» WHAT THE TASK REQUIRES
Return the material below in full and exactly.
##### MATERIAL FOR THIS EXERCISE #####
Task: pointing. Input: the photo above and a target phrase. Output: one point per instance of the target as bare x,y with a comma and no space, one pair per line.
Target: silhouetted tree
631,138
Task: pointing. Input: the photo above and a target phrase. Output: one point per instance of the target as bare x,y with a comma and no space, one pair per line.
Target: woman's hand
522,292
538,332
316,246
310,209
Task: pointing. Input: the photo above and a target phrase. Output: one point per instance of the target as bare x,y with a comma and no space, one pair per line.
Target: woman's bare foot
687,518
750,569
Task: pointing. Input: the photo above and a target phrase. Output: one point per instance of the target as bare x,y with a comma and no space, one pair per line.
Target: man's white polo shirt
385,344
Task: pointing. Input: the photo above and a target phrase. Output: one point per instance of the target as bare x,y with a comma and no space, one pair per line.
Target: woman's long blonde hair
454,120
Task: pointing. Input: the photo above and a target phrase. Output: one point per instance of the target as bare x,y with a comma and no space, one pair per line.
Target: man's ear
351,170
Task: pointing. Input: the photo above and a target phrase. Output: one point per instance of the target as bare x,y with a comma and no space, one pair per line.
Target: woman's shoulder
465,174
#####
» ANSWER TO THE TASK
Task: pointing. Input: the photo above and a target phrase. Output: one point per instance of the target as bare x,y with a comma and no space, one pair per line.
Target: silhouetted tree
631,138
Task: pointing. Input: the photo above and a target phrase. Output: one point per instance of the target as bare x,y with a comma and no space, one pair per line.
Target: woman's hand
522,292
538,332
316,246
310,209
Task: pointing. Input: the photo above and a target phrase. Output: one point per instance of the target as bare x,y with a comma and no space, one pair per line.
Target: woman's bare foot
687,518
750,569
Task: pointing. Input: the photo above and a target phrase. Output: one point per instance of the target as bare x,y with a comma and no space, one pair per line.
Target: man's white polo shirt
385,344
Task: pointing. Input: the photo above and a target phrase. Output: one point per instance of the target as bare x,y with a comma and no space, one pair per line.
Target: woman's long blonde hair
454,120
Task: pointing. Input: the photo above and a target phrase. Output: one point per instance of the target as bare x,y with a comma and no space, one pair per line.
Target: man's ear
351,170
Task: pointing. Input: the photo above and a target phrase. Output: one point per instance of the target as bare x,y with a comma and no space, one pair per line.
Target: woman's shoulder
465,174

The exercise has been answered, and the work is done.